**** 正文
案例背景:
在 flume采集多Source、多Channel和多Sink的案例实现中,test-flume-into-hbase-multi- position.conf配置文件Channel如下:
# 配置Channel信息
agent.channels.file-channel-1.type = file
agent.channels.file-channel-1.checkpointDir = /data/flume-hbase-test/checkpoint
agent.channels.file-channel-1.dataDirs = /home/hadoop/flume-hbase-test/data/
agent.channels.file-channel-2.type = file
agent.channels.file-channel-2.checkpointDir = /data/flume-hbase-test/checkpoint2
agent.channels.file-channel-2.dataDirs = /home/hadoop/flume-hbase-test/data2/
在启动flume : hadoop@master:/data/bigdata/apache-flume-1.8.0-bin/bin$ ./flume-ng agent -n agent -f ../conf/test-flume-into-hbase-multi-position.conf -c ../conf/ -Dflume.root.logger=INFO,console 控制台一直报错。
********
任务说明:
**A)** 在这篇 Flume 配置案例中，file-channel-2 的 checkpointDir 被设为哪个目录？
**B)** 请从这篇 Flume 配置案例的最后一句之后接着续写。
**** 展示信息
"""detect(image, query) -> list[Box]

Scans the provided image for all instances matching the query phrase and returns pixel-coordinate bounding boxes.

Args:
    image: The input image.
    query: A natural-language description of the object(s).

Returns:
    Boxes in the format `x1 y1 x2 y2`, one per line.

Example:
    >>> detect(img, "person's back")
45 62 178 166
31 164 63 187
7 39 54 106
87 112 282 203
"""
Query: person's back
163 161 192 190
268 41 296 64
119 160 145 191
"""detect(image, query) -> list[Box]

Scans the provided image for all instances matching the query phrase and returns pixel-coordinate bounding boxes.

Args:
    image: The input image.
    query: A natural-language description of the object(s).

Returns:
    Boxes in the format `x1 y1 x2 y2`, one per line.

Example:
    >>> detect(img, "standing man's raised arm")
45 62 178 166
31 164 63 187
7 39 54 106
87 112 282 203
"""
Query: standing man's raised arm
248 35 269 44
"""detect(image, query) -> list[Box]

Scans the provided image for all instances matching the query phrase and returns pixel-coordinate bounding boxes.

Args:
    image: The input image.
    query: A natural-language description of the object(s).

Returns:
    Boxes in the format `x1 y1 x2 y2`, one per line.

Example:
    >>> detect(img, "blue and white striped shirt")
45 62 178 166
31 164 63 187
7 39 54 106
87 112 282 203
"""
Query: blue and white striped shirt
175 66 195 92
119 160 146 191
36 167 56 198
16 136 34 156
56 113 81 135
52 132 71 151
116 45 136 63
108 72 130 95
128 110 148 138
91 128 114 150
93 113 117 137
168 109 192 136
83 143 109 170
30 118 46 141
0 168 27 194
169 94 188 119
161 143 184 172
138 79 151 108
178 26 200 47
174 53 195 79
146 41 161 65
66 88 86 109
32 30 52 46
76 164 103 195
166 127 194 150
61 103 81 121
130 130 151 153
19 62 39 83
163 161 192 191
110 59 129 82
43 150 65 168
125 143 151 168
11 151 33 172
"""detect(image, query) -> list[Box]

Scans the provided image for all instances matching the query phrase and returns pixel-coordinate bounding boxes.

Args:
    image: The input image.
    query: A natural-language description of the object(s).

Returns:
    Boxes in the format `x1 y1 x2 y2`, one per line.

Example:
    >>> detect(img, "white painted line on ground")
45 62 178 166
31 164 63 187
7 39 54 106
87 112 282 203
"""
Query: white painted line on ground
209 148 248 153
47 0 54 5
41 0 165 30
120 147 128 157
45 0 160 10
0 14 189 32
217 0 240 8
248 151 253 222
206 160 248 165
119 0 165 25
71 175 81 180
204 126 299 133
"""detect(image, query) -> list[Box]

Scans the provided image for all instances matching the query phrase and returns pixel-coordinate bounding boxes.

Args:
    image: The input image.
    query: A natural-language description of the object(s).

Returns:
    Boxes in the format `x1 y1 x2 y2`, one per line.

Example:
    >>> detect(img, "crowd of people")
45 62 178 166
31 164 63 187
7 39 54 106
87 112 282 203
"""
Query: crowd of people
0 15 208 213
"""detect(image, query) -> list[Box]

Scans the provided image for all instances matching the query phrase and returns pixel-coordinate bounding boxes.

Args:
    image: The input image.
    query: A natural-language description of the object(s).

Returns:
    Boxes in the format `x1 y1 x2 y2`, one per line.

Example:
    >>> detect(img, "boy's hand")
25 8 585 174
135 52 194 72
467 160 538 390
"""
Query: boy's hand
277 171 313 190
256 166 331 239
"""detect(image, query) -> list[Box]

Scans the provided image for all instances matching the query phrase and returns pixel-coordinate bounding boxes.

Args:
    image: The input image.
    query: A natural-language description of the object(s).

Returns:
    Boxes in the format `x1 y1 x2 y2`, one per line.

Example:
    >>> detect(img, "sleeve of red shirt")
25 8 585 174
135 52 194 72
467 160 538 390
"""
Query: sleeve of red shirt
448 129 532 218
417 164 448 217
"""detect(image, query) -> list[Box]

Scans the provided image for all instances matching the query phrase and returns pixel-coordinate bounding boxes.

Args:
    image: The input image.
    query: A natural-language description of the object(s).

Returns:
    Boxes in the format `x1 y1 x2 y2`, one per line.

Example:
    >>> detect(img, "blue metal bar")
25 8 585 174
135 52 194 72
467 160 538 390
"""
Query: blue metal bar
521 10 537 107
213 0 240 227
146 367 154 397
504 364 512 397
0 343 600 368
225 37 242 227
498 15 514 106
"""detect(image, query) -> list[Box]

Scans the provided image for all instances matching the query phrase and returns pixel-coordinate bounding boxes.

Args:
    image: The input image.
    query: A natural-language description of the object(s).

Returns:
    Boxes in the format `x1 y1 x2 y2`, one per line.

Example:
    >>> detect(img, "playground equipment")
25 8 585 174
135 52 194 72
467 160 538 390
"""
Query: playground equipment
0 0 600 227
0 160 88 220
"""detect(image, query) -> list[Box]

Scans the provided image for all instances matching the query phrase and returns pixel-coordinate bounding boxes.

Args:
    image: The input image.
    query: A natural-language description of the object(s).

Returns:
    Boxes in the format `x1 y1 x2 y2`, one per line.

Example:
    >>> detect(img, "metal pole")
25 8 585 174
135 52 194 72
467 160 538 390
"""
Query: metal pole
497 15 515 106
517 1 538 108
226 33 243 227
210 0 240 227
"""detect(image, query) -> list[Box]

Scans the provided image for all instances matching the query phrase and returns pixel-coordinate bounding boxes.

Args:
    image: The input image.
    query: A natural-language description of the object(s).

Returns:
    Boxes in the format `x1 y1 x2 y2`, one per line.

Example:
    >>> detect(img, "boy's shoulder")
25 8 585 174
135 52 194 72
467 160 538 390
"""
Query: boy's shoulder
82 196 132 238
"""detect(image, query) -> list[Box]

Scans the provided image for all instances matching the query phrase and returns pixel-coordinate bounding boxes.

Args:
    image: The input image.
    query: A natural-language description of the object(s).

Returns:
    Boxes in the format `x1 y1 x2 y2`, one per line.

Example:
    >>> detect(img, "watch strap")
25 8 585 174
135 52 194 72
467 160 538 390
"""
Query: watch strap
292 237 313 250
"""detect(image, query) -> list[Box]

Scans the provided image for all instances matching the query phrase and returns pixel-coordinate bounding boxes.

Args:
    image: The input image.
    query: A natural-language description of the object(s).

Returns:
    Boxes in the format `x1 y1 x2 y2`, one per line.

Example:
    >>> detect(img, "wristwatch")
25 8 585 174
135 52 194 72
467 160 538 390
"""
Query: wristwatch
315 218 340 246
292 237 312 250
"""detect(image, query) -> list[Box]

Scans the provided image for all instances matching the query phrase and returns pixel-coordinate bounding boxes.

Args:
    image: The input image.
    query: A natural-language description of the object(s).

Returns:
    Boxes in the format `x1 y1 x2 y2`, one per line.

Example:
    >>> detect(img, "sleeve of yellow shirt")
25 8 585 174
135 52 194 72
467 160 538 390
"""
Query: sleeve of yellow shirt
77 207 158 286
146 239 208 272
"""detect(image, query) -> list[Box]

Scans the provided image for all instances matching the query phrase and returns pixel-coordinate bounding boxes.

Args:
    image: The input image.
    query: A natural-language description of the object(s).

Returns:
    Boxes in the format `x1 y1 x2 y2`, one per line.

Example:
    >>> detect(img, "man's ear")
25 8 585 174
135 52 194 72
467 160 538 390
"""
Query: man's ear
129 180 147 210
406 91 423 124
********
参考答案:
**A)** /data/flume-hbase-test/checkpoint2

**B)**
报错内容如下:
flume Cannot lock /home/hadoop/.flume/file-channel/data. The directory is already
Cannot lock /home/hadoop/.flume/file-channel/data. The directory is already locked. [channel=file-channel-1]
大致意思是:/home/hadoop/.flume/file-channel/data目录被锁定,我想我的配置文件中dataDirs明明是 /home/hadoop/flume-hbase-test/ 在各大平台找了个遍都没找到解决办法,于是翻墙出去看到这些话:
还有一张图(忘记截图了)说的是,你不应该在同一目录下用不同的文件 eg: /data/data1 和 /data/data2 (这里就可能会发生目录被占用或锁定),你应该在不同目录去使用 eg: /data/data 和 /data2/data
于是配置文件进行了更改:
# 配置Channel信息
agent.channels.file-channel-1.type = file
agent.channels.file-channel-1.checkpointDir = /data/flume-hbase-test/checkpoint
agent.channels.file-channel-1.dataDirs = /home/hadoop/flume-hbase-test/data/
agent.channels.file-channel-2.type = file
agent.channels.file-channel-2.checkpointDir = /data/flume-hbase-test2/checkpoint
agent.channels.file-channel-2.dataDirs = /home/hadoop/flume-hbase-test2/data/
顺利解决问题,控制台也没有报错了!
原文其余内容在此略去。